What is required
Look over the lines below. Report each one that includes the string "sand".

(Records supplied Opens)

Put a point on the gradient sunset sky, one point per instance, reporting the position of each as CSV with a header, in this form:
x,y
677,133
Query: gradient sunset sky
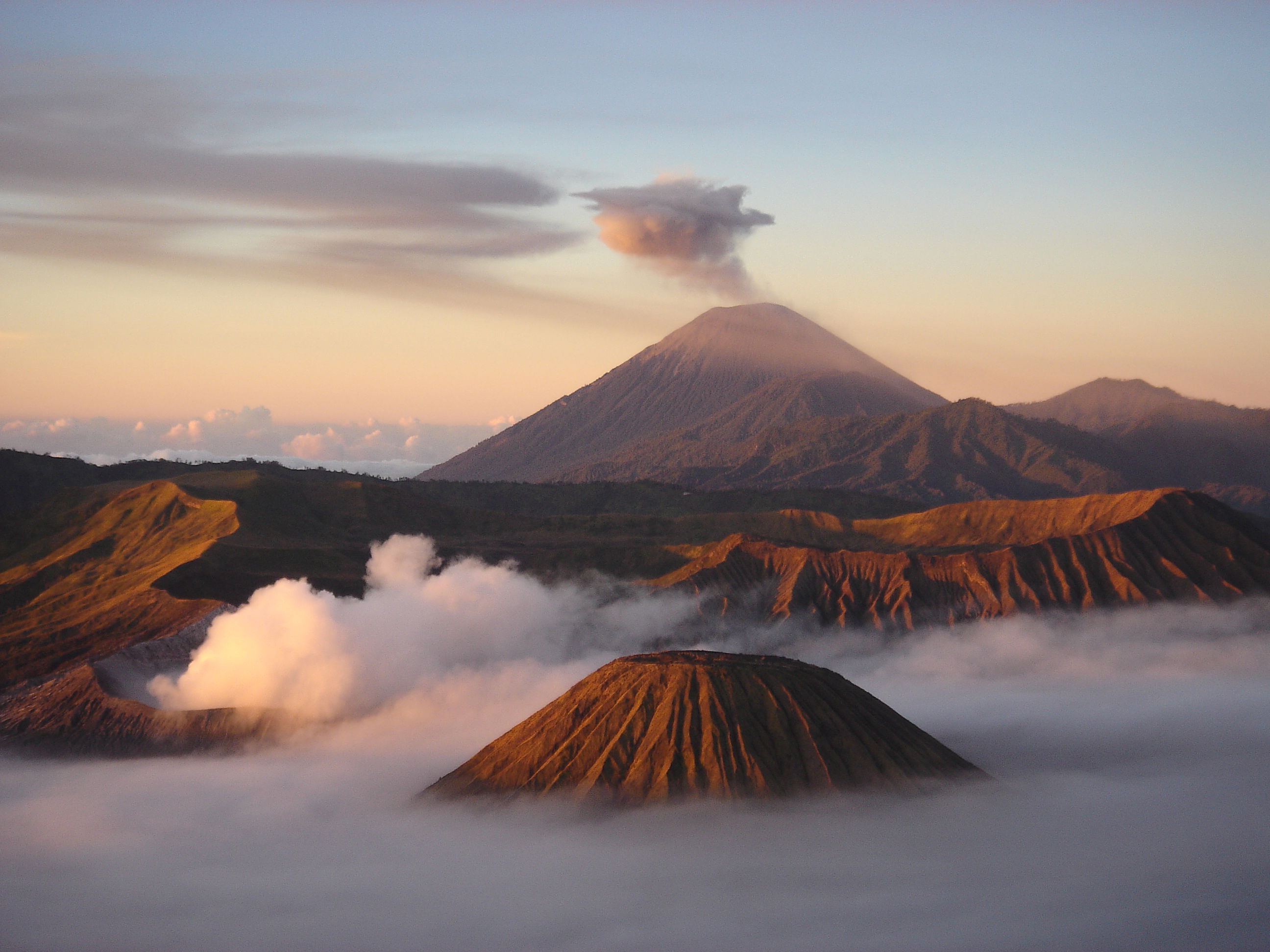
x,y
350,210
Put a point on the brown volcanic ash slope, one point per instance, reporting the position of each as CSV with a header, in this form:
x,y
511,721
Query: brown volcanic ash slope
x,y
695,372
968,450
702,724
88,591
982,560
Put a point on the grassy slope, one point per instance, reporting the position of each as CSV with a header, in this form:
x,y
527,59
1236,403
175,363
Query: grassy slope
x,y
88,589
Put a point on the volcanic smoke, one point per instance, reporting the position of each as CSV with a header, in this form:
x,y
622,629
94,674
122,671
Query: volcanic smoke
x,y
683,226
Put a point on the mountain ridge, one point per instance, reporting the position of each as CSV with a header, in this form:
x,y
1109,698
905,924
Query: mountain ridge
x,y
692,374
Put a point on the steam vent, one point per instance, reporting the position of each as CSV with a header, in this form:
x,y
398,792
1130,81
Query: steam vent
x,y
675,725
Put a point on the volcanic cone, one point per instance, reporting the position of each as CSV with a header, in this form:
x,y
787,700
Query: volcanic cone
x,y
703,724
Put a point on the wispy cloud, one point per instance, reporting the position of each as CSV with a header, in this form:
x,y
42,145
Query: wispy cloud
x,y
104,166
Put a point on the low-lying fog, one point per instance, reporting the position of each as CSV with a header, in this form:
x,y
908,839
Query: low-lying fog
x,y
1132,749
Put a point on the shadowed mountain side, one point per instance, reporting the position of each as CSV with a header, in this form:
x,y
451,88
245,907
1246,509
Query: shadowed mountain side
x,y
969,561
1172,441
1103,405
656,499
72,714
102,567
676,725
695,372
969,450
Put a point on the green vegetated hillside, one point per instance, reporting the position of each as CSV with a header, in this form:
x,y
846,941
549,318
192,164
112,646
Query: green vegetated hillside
x,y
969,450
102,564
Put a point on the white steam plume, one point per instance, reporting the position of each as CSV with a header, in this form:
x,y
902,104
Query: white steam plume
x,y
322,657
1129,815
684,226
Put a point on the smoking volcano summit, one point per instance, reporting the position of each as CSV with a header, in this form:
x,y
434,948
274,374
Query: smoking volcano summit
x,y
700,370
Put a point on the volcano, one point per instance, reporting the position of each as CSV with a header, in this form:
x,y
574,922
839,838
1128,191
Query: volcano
x,y
677,725
700,370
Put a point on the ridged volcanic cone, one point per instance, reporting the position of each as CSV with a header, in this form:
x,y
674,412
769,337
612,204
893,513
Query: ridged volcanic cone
x,y
704,724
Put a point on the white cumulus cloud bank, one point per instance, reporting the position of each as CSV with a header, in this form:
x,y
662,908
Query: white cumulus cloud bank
x,y
323,657
381,447
1132,752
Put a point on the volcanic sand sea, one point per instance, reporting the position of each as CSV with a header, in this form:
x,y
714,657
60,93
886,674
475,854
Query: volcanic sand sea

(Records supplied Closes)

Reply
Put a point on the volcanic sand sea, one point per instance, reporting the position of each as CSV with a header, in this form:
Query: volcanic sand sea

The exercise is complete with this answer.